Provided text —

□ □ □ □ □ □ □

To satisfy the increase in world liquids demand in the Reference case, liquids production increases by 28.3 million barrels per day from 2010 to 2040, including the production of both petroleum (crude oil and lease condensate, natural gas plant liquids [NGPL], bitumen, extra-heavy oil, and refinery gains), and other liquid fuels (coal-to-liquids [CTL], gas-to-liquids [GTL], biofuels, and kerogen). The Reference case assumes that countries in the Organization of the Petroleum Exporting Countries (OPEC) will invest in incremental production capacity in order to maintain a 39-43 percent share of total world liquids production through 2040, consistent with their share over the past 15 years. Increasing volumes of petroleum from OPEC producers contribute 13.8 million barrels per day to the total increase in world liquids production, and petroleum supplies from non-OPEC countries add another 11.5 million barrels per day (Figure 3).
Nonpetroleum liquids resources from both OPEC and non-OPEC sources grow on average by 3.7 percent per year over the projection period, but they remain a relatively minor share of total liquids supply through 2040. Production of nonpetroleum liquids is supported by sustained high prices in the Reference case; however, their development also relies heavily on country-specific regulatory policies. World production of nonpetroleum liquids, which in 2010 totaled only 1.6 million barrels per day (less than 2 percent of total world liquids production), increases to 4.6 million barrels per day in 2040, about 4 percent of total world liquids production. The largest components of future nonpetroleum liquid fuels production are biofuels in Brazil and the United States, at 0.7 and 0.5 million barrels per day, respectively, and CTL in China, at 0.7 million barrels per day. Those three countries account for 64 percent of the total increase in nonpetroleum liquids supply over the projection period.
Advances in technology make liquids production in previously inaccessible regions increasingly feasible, while higher oil prices make production in those regions economically viable. An important example of the potential impact of technological advances is the rapid growth of U.S. shale oil production in recent years, a development that has the potential to change the structure of oil markets worldwide. Although the extent of the world's shale oil resources is not yet fully understood, there is potential for shale oil production to increase non-OPEC supplies of liquid fuels substantially over the course of the IEO2013 projection. A study commissioned by EIA to assess shale oil resources in 41 countries outside the United States,6 taken in conjunction with EIA's own assessment of resources within the United States, indicate worldwide technically recoverable resources of 345 billion barrels of shale oil resources, which would add considerable non-OPEC liquid fuels production potential if the resources became economically competitive with other sources of liquids supply.

□ □ □ □ □ □ □

Data provided —
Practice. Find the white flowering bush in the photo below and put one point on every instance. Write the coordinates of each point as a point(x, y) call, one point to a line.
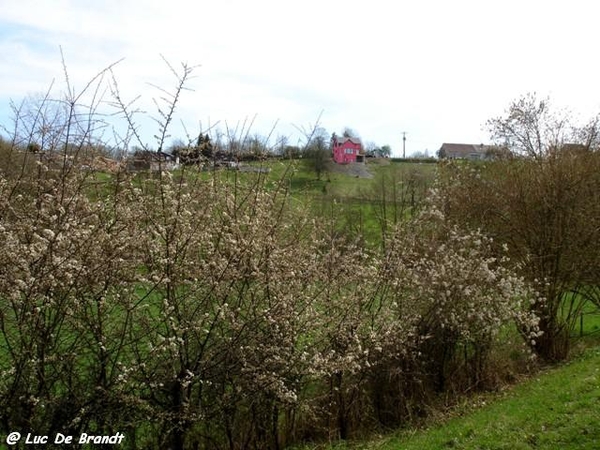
point(190, 310)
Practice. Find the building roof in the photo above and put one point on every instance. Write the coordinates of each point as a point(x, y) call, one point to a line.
point(342, 139)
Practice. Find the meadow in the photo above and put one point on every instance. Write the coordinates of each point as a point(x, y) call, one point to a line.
point(265, 309)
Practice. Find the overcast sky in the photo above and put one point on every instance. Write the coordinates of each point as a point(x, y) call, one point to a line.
point(435, 69)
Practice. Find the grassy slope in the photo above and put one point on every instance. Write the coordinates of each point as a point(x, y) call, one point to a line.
point(558, 409)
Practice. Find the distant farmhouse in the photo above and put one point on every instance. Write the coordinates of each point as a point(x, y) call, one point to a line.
point(471, 152)
point(347, 150)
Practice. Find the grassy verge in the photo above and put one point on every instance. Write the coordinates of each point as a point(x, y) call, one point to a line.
point(558, 409)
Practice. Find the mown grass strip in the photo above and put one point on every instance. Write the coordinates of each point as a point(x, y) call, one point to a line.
point(558, 409)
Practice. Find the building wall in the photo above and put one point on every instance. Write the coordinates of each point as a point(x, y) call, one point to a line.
point(346, 152)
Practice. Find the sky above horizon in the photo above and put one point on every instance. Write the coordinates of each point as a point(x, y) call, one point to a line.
point(434, 69)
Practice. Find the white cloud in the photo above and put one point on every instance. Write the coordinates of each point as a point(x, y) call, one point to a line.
point(435, 69)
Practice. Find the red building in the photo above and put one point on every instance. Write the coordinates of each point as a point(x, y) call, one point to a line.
point(346, 150)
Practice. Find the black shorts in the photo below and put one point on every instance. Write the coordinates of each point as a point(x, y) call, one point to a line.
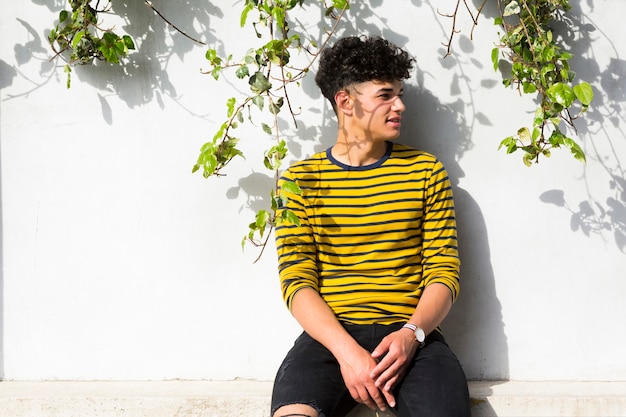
point(434, 384)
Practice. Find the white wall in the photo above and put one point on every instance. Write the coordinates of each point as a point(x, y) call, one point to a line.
point(118, 263)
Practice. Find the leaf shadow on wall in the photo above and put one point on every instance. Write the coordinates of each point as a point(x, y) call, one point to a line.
point(474, 328)
point(603, 212)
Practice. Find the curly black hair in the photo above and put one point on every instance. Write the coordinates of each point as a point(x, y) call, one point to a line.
point(358, 59)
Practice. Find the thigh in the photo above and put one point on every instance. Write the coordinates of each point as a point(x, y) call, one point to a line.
point(435, 384)
point(309, 375)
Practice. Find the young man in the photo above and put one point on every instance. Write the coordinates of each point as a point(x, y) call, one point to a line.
point(373, 268)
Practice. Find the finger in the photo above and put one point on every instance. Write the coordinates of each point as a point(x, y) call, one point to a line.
point(378, 397)
point(390, 384)
point(391, 400)
point(361, 395)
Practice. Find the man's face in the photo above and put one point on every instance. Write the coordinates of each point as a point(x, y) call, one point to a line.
point(377, 109)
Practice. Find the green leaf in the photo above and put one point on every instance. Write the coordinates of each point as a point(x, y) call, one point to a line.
point(259, 101)
point(291, 187)
point(562, 94)
point(524, 134)
point(288, 216)
point(575, 149)
point(77, 37)
point(242, 72)
point(495, 52)
point(259, 83)
point(511, 9)
point(341, 4)
point(528, 159)
point(244, 13)
point(230, 105)
point(584, 93)
point(128, 41)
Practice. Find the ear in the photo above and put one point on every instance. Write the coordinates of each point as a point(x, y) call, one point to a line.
point(344, 102)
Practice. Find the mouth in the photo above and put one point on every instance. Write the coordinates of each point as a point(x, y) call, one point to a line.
point(396, 121)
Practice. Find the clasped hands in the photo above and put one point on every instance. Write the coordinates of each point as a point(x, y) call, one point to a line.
point(371, 377)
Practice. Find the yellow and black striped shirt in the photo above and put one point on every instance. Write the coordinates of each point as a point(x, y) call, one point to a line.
point(370, 238)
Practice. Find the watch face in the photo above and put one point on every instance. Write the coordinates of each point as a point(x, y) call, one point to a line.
point(419, 335)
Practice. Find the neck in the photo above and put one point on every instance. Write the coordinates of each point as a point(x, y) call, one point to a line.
point(358, 152)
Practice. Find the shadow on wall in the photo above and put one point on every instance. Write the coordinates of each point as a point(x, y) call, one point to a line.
point(7, 73)
point(474, 328)
point(603, 213)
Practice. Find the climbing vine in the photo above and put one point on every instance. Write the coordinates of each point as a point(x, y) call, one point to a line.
point(539, 66)
point(79, 38)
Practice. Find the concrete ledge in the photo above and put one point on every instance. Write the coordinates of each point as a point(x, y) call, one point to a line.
point(243, 398)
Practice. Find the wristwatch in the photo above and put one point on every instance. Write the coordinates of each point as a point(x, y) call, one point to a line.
point(420, 336)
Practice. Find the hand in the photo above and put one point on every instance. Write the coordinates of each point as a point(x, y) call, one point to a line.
point(396, 350)
point(356, 372)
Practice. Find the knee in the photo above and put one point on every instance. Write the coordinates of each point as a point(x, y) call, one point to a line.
point(296, 410)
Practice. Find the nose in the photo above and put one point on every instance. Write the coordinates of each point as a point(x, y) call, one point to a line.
point(398, 104)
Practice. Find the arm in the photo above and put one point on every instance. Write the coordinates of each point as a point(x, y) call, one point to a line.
point(356, 363)
point(399, 347)
point(299, 281)
point(440, 274)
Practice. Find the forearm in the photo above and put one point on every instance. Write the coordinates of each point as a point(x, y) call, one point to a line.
point(432, 308)
point(319, 321)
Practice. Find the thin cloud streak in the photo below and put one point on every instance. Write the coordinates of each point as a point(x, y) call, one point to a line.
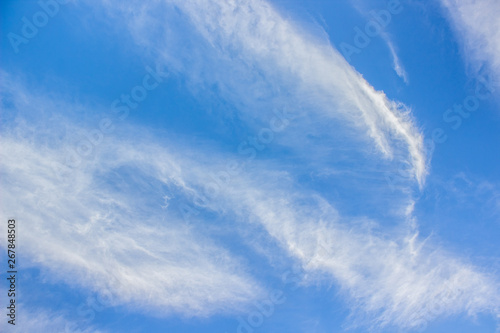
point(253, 37)
point(478, 26)
point(101, 226)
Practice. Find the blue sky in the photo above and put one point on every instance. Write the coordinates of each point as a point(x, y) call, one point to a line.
point(252, 166)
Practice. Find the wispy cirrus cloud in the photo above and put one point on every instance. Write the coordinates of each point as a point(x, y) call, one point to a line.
point(105, 226)
point(478, 27)
point(101, 226)
point(274, 59)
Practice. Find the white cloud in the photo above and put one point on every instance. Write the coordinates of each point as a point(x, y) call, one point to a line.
point(477, 23)
point(101, 225)
point(397, 66)
point(390, 278)
point(254, 41)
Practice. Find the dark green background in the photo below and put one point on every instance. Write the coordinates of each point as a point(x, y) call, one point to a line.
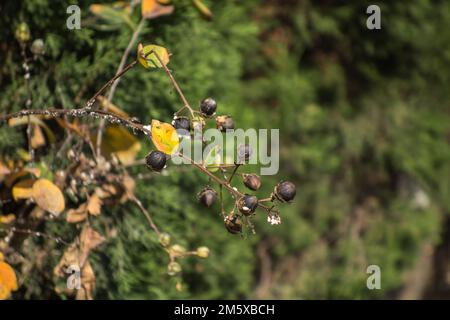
point(364, 121)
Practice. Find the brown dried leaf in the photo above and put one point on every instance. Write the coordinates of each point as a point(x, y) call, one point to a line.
point(87, 283)
point(69, 258)
point(36, 172)
point(77, 215)
point(48, 196)
point(37, 137)
point(89, 240)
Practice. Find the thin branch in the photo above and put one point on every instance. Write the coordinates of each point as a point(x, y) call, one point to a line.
point(175, 84)
point(116, 82)
point(79, 113)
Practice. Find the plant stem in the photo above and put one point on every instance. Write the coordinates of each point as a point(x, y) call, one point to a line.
point(123, 60)
point(175, 84)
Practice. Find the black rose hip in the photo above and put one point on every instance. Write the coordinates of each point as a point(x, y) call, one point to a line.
point(207, 196)
point(208, 106)
point(285, 191)
point(155, 160)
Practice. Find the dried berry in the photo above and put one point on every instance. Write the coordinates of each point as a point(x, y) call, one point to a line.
point(203, 252)
point(164, 239)
point(155, 160)
point(233, 224)
point(284, 191)
point(244, 152)
point(173, 268)
point(224, 123)
point(22, 32)
point(247, 204)
point(252, 181)
point(181, 123)
point(207, 196)
point(208, 106)
point(37, 47)
point(178, 250)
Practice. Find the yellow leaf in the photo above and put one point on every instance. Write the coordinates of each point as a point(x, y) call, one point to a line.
point(9, 218)
point(118, 141)
point(23, 189)
point(48, 196)
point(152, 9)
point(165, 137)
point(202, 8)
point(94, 205)
point(150, 60)
point(18, 174)
point(8, 280)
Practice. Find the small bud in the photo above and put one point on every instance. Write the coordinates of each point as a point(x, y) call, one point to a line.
point(197, 125)
point(164, 239)
point(173, 268)
point(207, 196)
point(224, 123)
point(247, 204)
point(244, 152)
point(178, 250)
point(203, 252)
point(208, 106)
point(134, 120)
point(181, 123)
point(233, 224)
point(22, 32)
point(155, 160)
point(38, 48)
point(284, 191)
point(252, 181)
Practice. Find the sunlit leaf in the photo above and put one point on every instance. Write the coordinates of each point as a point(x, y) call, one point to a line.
point(204, 10)
point(151, 9)
point(150, 60)
point(48, 196)
point(94, 204)
point(165, 137)
point(23, 189)
point(9, 218)
point(8, 280)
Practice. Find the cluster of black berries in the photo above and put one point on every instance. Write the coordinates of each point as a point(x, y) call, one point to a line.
point(245, 203)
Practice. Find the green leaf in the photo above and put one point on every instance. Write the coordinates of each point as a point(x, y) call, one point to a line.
point(213, 159)
point(147, 56)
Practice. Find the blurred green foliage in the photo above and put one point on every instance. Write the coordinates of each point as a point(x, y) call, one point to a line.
point(364, 122)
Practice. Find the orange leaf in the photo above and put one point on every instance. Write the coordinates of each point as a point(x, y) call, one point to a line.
point(23, 189)
point(165, 137)
point(48, 196)
point(8, 280)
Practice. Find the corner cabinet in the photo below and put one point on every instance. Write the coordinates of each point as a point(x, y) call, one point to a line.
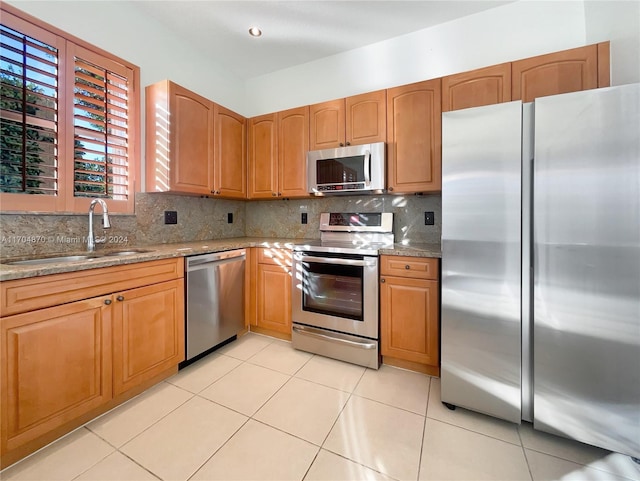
point(562, 72)
point(179, 140)
point(485, 86)
point(74, 345)
point(356, 120)
point(230, 154)
point(278, 145)
point(193, 146)
point(410, 313)
point(270, 305)
point(414, 131)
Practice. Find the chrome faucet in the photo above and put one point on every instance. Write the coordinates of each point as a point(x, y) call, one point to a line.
point(91, 241)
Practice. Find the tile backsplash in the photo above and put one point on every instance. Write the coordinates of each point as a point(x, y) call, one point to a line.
point(282, 218)
point(203, 218)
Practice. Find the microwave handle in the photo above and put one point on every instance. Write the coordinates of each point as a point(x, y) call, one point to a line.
point(367, 167)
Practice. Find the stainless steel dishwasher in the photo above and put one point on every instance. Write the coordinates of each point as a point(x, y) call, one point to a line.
point(215, 299)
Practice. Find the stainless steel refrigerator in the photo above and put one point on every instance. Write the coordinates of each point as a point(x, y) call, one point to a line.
point(541, 264)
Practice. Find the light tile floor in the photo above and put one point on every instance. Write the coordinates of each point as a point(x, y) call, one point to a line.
point(257, 409)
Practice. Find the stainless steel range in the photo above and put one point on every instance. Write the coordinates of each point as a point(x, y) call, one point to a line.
point(335, 287)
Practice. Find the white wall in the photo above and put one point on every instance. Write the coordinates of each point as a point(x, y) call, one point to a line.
point(120, 28)
point(518, 30)
point(618, 21)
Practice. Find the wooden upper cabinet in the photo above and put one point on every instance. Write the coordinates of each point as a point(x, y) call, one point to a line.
point(278, 145)
point(485, 86)
point(360, 119)
point(293, 145)
point(179, 140)
point(414, 126)
point(562, 72)
point(326, 125)
point(230, 154)
point(263, 156)
point(366, 118)
point(193, 146)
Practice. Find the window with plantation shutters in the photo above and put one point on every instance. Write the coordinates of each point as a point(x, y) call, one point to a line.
point(29, 122)
point(100, 104)
point(69, 116)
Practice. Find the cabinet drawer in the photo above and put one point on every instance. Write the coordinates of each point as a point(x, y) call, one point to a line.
point(414, 267)
point(24, 295)
point(274, 256)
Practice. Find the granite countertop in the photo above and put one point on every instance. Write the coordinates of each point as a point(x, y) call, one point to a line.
point(180, 249)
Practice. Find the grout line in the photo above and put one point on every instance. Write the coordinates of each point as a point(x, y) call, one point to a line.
point(424, 430)
point(524, 453)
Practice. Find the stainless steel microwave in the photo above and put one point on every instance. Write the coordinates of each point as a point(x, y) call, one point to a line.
point(352, 169)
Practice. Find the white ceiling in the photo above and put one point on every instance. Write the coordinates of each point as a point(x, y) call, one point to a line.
point(296, 31)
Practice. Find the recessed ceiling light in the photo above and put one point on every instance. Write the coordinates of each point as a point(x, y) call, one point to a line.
point(255, 32)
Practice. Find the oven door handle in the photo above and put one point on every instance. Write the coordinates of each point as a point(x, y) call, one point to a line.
point(341, 262)
point(336, 340)
point(367, 167)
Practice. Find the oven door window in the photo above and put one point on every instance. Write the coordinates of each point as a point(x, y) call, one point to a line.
point(331, 289)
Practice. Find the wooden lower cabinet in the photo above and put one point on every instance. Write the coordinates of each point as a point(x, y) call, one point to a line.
point(409, 313)
point(65, 359)
point(271, 291)
point(148, 333)
point(56, 366)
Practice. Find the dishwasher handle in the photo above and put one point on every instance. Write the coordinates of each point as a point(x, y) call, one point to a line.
point(196, 262)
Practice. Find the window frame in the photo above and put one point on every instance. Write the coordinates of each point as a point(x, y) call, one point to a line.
point(68, 45)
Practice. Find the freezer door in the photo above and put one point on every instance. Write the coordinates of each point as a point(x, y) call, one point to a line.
point(587, 267)
point(481, 262)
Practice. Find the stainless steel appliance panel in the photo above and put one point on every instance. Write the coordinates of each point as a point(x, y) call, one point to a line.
point(215, 299)
point(351, 298)
point(481, 262)
point(587, 267)
point(350, 169)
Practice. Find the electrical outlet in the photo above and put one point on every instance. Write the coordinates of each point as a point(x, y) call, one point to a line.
point(429, 218)
point(170, 217)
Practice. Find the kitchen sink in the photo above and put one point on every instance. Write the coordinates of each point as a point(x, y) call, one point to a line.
point(52, 260)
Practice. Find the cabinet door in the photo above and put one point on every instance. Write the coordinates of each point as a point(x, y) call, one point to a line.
point(56, 366)
point(184, 163)
point(148, 333)
point(263, 156)
point(326, 125)
point(485, 86)
point(230, 159)
point(273, 300)
point(555, 73)
point(409, 319)
point(293, 144)
point(366, 118)
point(414, 126)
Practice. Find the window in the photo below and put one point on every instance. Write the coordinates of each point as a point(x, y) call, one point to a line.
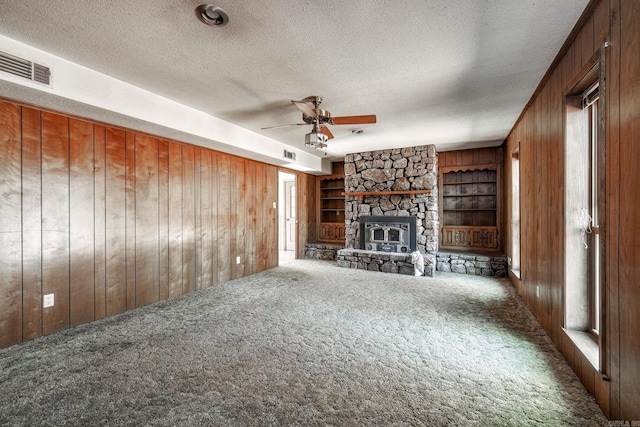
point(584, 182)
point(515, 211)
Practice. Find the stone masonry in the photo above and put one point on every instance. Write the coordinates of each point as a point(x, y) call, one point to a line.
point(400, 169)
point(386, 262)
point(321, 251)
point(469, 263)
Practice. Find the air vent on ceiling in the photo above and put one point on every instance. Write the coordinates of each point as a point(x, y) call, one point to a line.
point(24, 68)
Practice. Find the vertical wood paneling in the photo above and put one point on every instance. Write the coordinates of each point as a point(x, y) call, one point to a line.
point(214, 218)
point(116, 228)
point(31, 224)
point(108, 220)
point(619, 22)
point(100, 220)
point(600, 24)
point(263, 204)
point(613, 59)
point(272, 219)
point(233, 218)
point(251, 199)
point(198, 255)
point(240, 216)
point(81, 223)
point(629, 261)
point(10, 226)
point(130, 215)
point(163, 219)
point(205, 265)
point(147, 247)
point(55, 220)
point(175, 219)
point(224, 232)
point(587, 49)
point(556, 202)
point(188, 220)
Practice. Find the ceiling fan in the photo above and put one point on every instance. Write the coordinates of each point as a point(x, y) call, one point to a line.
point(320, 118)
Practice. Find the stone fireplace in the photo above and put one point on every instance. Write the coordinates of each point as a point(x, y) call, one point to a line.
point(386, 190)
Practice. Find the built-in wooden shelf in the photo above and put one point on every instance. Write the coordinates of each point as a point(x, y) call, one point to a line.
point(362, 194)
point(469, 195)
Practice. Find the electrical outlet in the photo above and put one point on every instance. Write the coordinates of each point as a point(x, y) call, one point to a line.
point(47, 301)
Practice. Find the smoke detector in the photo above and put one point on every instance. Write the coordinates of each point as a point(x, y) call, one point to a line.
point(212, 15)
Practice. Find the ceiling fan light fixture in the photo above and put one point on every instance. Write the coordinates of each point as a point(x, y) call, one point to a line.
point(315, 139)
point(212, 15)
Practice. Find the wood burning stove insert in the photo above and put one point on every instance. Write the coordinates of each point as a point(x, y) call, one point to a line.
point(388, 233)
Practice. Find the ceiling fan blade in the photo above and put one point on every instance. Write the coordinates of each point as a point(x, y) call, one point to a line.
point(327, 132)
point(354, 120)
point(305, 108)
point(284, 126)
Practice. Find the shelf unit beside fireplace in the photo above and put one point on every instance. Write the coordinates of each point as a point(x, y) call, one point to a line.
point(470, 207)
point(331, 208)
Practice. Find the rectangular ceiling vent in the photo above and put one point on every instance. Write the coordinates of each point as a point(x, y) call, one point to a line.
point(24, 68)
point(289, 155)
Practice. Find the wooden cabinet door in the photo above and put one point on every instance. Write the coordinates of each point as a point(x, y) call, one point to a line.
point(461, 237)
point(447, 237)
point(484, 238)
point(455, 236)
point(491, 239)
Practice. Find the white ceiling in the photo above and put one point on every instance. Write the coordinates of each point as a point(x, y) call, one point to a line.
point(454, 73)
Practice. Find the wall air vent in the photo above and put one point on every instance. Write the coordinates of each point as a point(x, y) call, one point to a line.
point(24, 68)
point(289, 155)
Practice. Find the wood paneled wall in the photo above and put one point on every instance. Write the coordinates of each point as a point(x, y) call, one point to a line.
point(109, 220)
point(540, 135)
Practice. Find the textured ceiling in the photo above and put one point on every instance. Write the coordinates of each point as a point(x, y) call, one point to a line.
point(454, 73)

□ □ □ □ □ □ □

Tasks and exercises —
1. Locate each line of the records containing the word "horizon", matching case, and copy those lines.
2. Write what comes next in the passage on world liquids production, picking up after its final sentence.
The records are unrelated to the text.

Expected answers —
1.
Practice. Find the sky above horizon in the photo above and put one point on every instance. Write the coordinates of each point as a point(x, y) call, one point to a line.

2.
World natural gas consumption increases by 64 percent in the Reference case, from 113 trillion cubic feet in 2010 to 185 trillion
cubic feet in 2040. Although the global recession resulted in an estimated decline of 3.6 trillion cubic feet in natural gas use
in 2009, robust demand returned in 2010 with an increase of 7.7 trillion cubic feet, or 4 percent higher than demand in 2008,
before the downturn. Natural gas continues to be the fuel of choice for the electric power and industrial sectors in many of the world's regions, in part because of its lower carbon intensity compared with coal and oil, which makes it an attractive fuel source in countries where governments are implementing policies to reduce greenhouse gas emissions. In addition, it is an attractive alternative fuel for new power generation plants because of relatively low capital costs and the favorable heat rates for natural gas generation. The industrial and electric power sectors together account for 77 percent of the total projected world increase in natural gas consumption.
An outlook for strong growth in reserves and production contributes to the strong competitive position of natural gas among other energy sources. Significant changes in natural gas supplies and global markets continue. The largest production increases from 2010 to 2040 in the Reference case (Figure 4) occur in non-OECD Europe and Eurasia (18.9 trillion cubic feet), the OECD Americas (15.9 trillion cubic feet), and the Middle East (15.6 trillion cubic feet). The United States and Russia each increase natural gas production by around 12 trillion cubic feet, together accounting for nearly one-third of the total increase in world gas production. Russia's production growth is supported mainly by increasing exploitation of the country's resources in the Arctic and eastern parts of the country. U.S. production growth comes mainly from shale resources.
Although there is more to learn about the extent of the world's tight gas, shale gas, and coalbed methane resource base, the
IEO2013 Reference case projects a substantial increase in those supplies—especially in the United States, Canada, and China.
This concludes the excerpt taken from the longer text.